PROBLEM DESCRIPTION — Take the line containing "Target: trail in field" as the first and the last line of the records below as the end, and please set down only what lies between them exactly, both ends included.
──────── SUPPLIED DATA ────────
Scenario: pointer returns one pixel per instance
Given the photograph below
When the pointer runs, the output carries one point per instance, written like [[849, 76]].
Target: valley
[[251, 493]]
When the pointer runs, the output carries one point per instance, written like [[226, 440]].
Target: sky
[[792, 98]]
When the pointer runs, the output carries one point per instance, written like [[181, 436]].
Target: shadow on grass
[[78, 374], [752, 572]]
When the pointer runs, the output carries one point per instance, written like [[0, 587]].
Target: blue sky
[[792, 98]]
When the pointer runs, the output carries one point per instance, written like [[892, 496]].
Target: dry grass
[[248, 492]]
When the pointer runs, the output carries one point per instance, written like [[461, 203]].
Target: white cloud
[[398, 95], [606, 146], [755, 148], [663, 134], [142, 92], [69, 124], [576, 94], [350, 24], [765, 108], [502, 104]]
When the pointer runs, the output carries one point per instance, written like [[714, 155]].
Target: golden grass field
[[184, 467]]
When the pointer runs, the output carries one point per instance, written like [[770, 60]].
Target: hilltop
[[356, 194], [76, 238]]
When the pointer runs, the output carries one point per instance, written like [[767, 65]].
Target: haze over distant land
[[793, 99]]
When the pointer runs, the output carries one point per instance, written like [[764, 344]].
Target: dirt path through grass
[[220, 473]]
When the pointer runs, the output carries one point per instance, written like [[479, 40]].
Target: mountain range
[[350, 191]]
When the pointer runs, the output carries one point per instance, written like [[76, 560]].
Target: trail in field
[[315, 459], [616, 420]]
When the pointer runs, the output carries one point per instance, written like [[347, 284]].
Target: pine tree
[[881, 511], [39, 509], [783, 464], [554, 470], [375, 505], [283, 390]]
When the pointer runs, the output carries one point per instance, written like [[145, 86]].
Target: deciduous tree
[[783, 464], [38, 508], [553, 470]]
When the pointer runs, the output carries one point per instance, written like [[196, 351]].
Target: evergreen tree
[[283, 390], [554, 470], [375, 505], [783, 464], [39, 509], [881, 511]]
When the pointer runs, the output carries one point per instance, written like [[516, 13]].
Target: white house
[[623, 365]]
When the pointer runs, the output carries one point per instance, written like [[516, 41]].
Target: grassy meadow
────────
ANSWER TO THIS TASK —
Target: trail in field
[[315, 459], [616, 420]]
When the pointer runs, the output carries one point per instance, written like [[347, 284]].
Target: pine tree
[[881, 511], [39, 509], [783, 464], [554, 470], [375, 505], [283, 390]]
When the pointer runs, the output carries one point per instance, written like [[145, 86]].
Target: deciduous tree
[[783, 464], [38, 508], [553, 470]]
When the pointer runs, the output carries one point per instance, written like [[196, 351]].
Target: evergreen tree
[[283, 390], [554, 470], [375, 505], [783, 464], [39, 509], [881, 511]]
When the pointer runs, the output carries one point per instance, written like [[516, 13]].
Target: white house
[[623, 365]]
When the pointer runs, the output carries one point per instance, written like [[516, 41]].
Target: grassy meadow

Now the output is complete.